-- Start Records provided --
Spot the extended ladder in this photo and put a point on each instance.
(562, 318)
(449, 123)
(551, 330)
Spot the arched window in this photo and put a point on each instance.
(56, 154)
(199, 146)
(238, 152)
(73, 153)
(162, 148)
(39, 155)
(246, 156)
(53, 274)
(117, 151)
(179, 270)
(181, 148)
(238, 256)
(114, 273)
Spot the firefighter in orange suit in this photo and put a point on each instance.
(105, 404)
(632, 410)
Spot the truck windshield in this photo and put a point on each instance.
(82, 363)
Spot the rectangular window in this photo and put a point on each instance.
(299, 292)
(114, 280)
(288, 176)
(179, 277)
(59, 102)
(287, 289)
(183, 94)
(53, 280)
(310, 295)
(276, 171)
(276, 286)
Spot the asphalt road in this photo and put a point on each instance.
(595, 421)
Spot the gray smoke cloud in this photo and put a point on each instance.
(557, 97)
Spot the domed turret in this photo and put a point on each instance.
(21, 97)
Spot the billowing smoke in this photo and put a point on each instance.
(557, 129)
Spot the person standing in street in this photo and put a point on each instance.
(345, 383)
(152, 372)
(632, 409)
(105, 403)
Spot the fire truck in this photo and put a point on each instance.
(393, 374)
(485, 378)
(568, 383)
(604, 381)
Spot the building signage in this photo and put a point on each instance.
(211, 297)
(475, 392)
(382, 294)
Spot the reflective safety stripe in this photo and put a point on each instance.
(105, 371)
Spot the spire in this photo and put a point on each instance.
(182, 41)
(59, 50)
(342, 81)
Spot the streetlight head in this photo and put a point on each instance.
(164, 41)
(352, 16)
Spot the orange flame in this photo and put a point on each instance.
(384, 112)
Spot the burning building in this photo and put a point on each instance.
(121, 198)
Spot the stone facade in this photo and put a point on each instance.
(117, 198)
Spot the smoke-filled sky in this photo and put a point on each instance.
-- End Records provided --
| Requirement |
Reproduce all of the rows above verbatim, in their original order.

| Response to this exercise |
Spot the extended ladder in this photo and put a point on each instance.
(562, 318)
(449, 123)
(551, 330)
Spot the arched window in this photo and put a point on each instance.
(56, 154)
(199, 146)
(238, 152)
(73, 153)
(162, 148)
(39, 155)
(246, 156)
(53, 274)
(117, 151)
(179, 270)
(181, 148)
(238, 256)
(114, 273)
Spot the firefighter in orange suit in this photo and put a point on each instance.
(105, 404)
(632, 410)
Spot the truck windshield in this photo and put a point on each instance.
(82, 363)
Spot the rectangular window in this photo and put a point on each instance.
(299, 292)
(114, 280)
(288, 176)
(179, 277)
(59, 102)
(287, 289)
(183, 94)
(53, 280)
(310, 295)
(276, 171)
(276, 286)
Spot the asphalt road in this photo and put a point on each instance.
(595, 421)
Spot the gray smoke cloud in this photo and put a point on each instance.
(557, 97)
Spot the domed turret in this photo and put a point on each instance.
(21, 97)
Spot the billowing smoke in this photo and put a point on each instance.
(557, 129)
Spot the person standing in street in this photo and put a point on each instance.
(345, 383)
(152, 372)
(632, 409)
(105, 403)
Spot the fire truck in this photo and put a point on each instance.
(393, 374)
(485, 378)
(568, 383)
(604, 381)
Spot the building signage in this photo and put a point on each instance.
(211, 297)
(475, 392)
(382, 294)
Spot the reflective safety stripe in this photo and put a point on each instance.
(105, 371)
Spot the spire in this photo and put a point on each instance.
(182, 41)
(59, 50)
(342, 81)
Spot the streetlight head in this photo and put a point on each instance.
(164, 41)
(352, 16)
Spot the orange flame in this photo and put a point on each instance.
(384, 112)
Spot the burning building in this photo and put a point on each instance.
(121, 198)
Spot the stone facade in this photo and put a point on each instance.
(117, 198)
Spot the smoke-filled sky in this photo and put a point on each instance.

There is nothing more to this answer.